[Dataset rows]
******************************

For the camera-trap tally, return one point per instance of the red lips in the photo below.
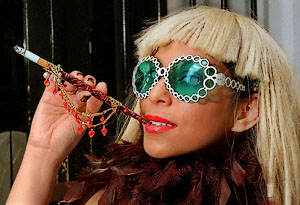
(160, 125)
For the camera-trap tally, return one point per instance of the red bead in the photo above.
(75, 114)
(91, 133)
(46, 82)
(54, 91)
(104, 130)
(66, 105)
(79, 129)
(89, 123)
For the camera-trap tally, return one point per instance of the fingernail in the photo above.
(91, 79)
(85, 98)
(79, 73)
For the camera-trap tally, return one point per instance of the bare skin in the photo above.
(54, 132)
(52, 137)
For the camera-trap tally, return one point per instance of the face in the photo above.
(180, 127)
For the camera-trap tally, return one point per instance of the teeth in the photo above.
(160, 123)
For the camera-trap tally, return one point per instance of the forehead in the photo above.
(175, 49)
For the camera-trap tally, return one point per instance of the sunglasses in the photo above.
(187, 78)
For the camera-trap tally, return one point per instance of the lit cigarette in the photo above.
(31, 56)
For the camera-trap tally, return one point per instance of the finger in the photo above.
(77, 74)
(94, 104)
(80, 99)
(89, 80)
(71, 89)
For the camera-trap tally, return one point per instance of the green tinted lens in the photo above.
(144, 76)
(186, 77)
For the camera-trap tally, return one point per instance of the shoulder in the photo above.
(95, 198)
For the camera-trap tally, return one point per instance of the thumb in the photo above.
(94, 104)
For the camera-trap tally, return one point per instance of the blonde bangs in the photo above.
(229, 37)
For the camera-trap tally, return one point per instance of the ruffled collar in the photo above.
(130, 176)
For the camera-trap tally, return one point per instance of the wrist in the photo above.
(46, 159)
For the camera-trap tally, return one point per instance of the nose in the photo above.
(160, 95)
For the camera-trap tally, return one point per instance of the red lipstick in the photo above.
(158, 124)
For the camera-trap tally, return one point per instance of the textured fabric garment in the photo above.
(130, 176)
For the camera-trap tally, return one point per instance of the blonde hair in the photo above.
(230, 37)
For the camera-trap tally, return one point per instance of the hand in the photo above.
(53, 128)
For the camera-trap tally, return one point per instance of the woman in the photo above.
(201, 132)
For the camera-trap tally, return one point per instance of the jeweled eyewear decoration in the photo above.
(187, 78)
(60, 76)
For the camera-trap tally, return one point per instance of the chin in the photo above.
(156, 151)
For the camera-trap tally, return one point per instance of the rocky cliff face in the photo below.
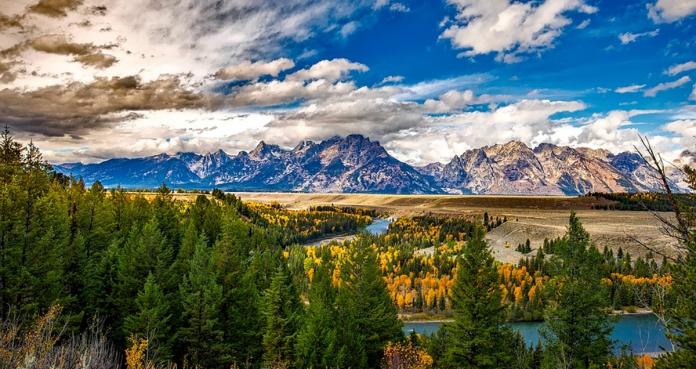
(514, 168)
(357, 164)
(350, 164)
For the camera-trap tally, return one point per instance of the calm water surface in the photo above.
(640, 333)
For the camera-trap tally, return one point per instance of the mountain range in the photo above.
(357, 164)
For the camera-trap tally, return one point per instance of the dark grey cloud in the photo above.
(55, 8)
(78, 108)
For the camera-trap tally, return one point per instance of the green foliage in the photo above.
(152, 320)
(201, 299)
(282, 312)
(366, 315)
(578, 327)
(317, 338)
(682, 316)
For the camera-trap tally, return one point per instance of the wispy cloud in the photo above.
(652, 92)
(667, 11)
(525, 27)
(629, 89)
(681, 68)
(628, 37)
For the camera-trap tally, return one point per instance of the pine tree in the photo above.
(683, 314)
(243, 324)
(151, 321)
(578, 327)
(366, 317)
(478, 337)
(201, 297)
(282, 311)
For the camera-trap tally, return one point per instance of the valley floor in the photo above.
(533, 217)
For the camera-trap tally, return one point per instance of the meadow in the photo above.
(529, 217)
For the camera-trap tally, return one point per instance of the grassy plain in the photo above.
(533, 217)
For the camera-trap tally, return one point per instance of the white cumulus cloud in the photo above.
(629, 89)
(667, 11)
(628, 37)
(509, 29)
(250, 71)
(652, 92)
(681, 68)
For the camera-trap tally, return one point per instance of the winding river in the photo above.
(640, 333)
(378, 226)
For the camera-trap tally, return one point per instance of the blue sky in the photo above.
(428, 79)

******************************

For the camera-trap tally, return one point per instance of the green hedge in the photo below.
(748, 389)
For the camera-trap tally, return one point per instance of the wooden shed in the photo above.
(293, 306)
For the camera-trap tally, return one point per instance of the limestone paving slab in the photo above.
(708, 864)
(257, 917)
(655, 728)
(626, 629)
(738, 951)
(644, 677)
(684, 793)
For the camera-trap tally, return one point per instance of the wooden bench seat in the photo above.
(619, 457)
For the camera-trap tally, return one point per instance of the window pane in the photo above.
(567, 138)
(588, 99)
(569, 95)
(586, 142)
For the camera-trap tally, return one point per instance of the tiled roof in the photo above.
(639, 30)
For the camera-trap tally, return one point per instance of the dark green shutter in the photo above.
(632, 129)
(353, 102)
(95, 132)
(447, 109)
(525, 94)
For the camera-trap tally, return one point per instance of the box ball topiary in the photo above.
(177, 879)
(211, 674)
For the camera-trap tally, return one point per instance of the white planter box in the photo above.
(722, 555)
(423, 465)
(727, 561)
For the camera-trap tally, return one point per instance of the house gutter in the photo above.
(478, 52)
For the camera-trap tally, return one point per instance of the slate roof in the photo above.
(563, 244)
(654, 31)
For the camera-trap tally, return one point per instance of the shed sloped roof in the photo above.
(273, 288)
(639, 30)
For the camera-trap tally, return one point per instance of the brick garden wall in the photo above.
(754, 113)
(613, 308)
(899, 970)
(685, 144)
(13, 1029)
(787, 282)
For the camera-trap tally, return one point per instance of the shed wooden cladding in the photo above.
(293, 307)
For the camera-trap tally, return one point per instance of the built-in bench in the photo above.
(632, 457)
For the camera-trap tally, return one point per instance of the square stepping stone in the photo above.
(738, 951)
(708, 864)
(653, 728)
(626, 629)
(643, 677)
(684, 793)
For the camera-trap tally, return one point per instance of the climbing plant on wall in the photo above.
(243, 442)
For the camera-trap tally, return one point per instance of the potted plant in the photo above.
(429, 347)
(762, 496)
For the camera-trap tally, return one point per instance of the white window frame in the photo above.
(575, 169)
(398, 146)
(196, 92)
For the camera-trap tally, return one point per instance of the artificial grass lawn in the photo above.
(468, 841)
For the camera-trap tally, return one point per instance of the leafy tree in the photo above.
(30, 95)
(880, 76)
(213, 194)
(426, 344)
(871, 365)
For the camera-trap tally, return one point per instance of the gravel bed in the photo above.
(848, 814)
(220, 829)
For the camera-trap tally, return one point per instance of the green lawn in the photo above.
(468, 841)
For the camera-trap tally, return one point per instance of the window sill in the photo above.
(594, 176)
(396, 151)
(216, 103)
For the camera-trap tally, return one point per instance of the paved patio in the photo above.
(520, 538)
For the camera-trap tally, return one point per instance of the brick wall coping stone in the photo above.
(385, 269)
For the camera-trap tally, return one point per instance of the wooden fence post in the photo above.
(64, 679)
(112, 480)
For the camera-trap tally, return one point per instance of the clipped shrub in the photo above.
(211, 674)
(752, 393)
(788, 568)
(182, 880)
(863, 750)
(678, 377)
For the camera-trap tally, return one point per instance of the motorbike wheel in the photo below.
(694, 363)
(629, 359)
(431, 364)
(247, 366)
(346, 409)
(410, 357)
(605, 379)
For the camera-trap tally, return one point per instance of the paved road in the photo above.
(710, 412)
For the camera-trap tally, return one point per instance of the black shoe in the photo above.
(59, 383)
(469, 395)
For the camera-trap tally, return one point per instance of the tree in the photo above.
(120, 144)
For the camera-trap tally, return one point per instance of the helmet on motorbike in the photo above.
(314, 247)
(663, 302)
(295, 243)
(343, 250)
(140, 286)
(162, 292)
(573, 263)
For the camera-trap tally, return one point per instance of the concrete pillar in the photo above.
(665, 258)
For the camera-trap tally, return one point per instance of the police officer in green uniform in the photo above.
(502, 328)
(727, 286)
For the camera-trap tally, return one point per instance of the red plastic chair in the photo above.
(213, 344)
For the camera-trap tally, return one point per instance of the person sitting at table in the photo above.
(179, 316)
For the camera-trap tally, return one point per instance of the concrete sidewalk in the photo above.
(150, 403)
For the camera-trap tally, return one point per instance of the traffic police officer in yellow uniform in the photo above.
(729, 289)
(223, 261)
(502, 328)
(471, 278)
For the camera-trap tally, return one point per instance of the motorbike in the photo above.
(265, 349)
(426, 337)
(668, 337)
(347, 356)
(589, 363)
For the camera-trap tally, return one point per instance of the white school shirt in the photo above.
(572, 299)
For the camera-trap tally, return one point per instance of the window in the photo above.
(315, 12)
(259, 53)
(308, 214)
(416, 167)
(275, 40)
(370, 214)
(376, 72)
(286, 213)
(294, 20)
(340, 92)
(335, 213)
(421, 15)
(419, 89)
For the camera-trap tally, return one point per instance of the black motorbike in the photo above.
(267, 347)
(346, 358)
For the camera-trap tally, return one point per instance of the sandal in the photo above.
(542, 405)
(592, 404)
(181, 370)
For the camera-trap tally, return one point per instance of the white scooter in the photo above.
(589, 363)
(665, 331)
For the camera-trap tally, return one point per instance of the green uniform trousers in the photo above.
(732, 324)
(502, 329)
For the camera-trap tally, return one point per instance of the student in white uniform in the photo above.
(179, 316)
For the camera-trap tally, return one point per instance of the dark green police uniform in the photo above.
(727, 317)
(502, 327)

******************************

**SHORT TASK**
Extract every line in the material above that contains the word "cloud", treating uppercase and lowercase as different.

**EXPECTED ANSWER**
For the camera-trap tally, return one point per instance of the dark grey cloud in the photo above.
For the camera-trap tally, return one point per instance of the wispy cloud in the photo above.
For the camera-trap tally, return one point per instance of the white cumulus cloud in the photo above.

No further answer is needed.